— PROBLEM STATEMENT —
Restate, word for word, every line of the data.

[Excerpts of pointing data]
* BEGIN *
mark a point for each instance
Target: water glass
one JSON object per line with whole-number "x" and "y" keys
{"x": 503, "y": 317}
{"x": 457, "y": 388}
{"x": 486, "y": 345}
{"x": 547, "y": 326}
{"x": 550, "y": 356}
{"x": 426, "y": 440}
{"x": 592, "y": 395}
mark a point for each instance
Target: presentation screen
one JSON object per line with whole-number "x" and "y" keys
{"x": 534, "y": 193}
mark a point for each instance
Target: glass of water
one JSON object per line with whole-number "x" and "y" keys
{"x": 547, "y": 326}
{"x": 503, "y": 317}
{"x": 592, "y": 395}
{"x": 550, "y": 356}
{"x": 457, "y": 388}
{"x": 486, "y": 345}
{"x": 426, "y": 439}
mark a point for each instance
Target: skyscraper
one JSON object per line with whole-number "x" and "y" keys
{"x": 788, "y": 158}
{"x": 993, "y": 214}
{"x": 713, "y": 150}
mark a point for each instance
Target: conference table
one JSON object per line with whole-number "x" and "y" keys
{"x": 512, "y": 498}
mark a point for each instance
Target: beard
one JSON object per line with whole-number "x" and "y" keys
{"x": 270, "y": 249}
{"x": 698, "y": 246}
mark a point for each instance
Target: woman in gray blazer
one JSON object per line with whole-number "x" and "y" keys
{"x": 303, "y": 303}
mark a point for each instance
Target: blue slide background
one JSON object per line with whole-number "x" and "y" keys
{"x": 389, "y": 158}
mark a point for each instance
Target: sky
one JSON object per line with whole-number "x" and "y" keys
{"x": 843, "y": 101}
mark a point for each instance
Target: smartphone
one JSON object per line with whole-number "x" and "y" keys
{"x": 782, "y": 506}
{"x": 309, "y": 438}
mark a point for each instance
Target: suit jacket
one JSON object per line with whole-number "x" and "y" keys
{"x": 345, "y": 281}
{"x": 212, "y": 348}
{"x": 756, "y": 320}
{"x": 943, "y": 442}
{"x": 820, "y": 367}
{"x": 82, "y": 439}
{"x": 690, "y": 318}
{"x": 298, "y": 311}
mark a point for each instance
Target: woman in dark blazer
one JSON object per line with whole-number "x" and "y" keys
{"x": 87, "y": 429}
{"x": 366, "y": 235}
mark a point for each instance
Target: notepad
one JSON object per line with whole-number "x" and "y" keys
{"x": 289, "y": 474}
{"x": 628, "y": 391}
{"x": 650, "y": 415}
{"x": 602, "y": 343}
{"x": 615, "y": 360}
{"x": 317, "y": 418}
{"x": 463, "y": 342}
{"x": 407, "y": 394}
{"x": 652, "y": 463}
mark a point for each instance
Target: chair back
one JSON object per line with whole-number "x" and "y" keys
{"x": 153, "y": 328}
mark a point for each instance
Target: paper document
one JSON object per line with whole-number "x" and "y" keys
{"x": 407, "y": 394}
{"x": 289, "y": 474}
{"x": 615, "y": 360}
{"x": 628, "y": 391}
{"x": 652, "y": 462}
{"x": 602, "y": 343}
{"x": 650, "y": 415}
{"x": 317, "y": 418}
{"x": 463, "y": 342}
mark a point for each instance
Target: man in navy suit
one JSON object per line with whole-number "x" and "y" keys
* END *
— OUTPUT OF THE TASK —
mark a point for each instance
Target: water glass
one JSON object per line with whole-number "x" and "y" keys
{"x": 503, "y": 317}
{"x": 457, "y": 388}
{"x": 486, "y": 345}
{"x": 547, "y": 326}
{"x": 550, "y": 356}
{"x": 426, "y": 440}
{"x": 592, "y": 395}
mark a point for each instance
Target: presentation screen
one JSON object per line with whole-number "x" and "y" keys
{"x": 534, "y": 193}
mark a point for each instance
Target: glass of water
one JSON object per line with whole-number "x" and "y" keys
{"x": 547, "y": 326}
{"x": 503, "y": 317}
{"x": 592, "y": 395}
{"x": 550, "y": 356}
{"x": 457, "y": 388}
{"x": 486, "y": 345}
{"x": 426, "y": 439}
mark a point for each instance
Target: skyscraper
one JSON object per line with whole-number "x" and "y" keys
{"x": 788, "y": 158}
{"x": 993, "y": 214}
{"x": 713, "y": 150}
mark a point for each instance
Target: conference table
one JSON object per line with whole-number "x" and "y" keys
{"x": 512, "y": 498}
mark a point for each instance
Target: beard
one JSON object per line with whole-number "x" and "y" keys
{"x": 270, "y": 249}
{"x": 698, "y": 246}
mark a point for each instance
Target: woman in gray blazer
one JSON object per line with whole-number "x" and "y" keys
{"x": 303, "y": 303}
mark a point for each instance
Target: blue slide background
one JSON object per line with whole-number "x" and "y" keys
{"x": 389, "y": 158}
mark a point for each instance
Target: sky
one JSON object per line with whole-number "x" and "y" keys
{"x": 843, "y": 101}
mark a point for each instance
Target: smartphone
one JSON object per line with whole-number "x" and "y" keys
{"x": 782, "y": 506}
{"x": 309, "y": 438}
mark a point for each instance
Target: suit jacket
one JSON object per line with whole-number "x" and "y" keys
{"x": 345, "y": 281}
{"x": 212, "y": 348}
{"x": 756, "y": 320}
{"x": 943, "y": 442}
{"x": 820, "y": 367}
{"x": 82, "y": 439}
{"x": 690, "y": 318}
{"x": 298, "y": 311}
mark a point for each instance
Target: woman in dark blazer
one JSON object per line with whole-number "x" and "y" keys
{"x": 87, "y": 429}
{"x": 366, "y": 235}
mark a point for each instance
Target: notepad
one JSON object per line with whole-number "x" and "y" keys
{"x": 289, "y": 474}
{"x": 628, "y": 391}
{"x": 650, "y": 415}
{"x": 602, "y": 343}
{"x": 615, "y": 360}
{"x": 317, "y": 418}
{"x": 463, "y": 342}
{"x": 407, "y": 394}
{"x": 652, "y": 463}
mark a point for each instance
Target: chair back
one JSON object per line with whole-number "x" and "y" keys
{"x": 153, "y": 328}
mark a point for each instance
Target: paper document
one JSON object per line with whole-number "x" and "y" keys
{"x": 407, "y": 394}
{"x": 289, "y": 474}
{"x": 615, "y": 360}
{"x": 628, "y": 391}
{"x": 652, "y": 462}
{"x": 602, "y": 343}
{"x": 650, "y": 415}
{"x": 317, "y": 418}
{"x": 463, "y": 342}
mark a point for each instance
Target: man in navy suit
one JSON object per line with whole-number "x" and "y" keys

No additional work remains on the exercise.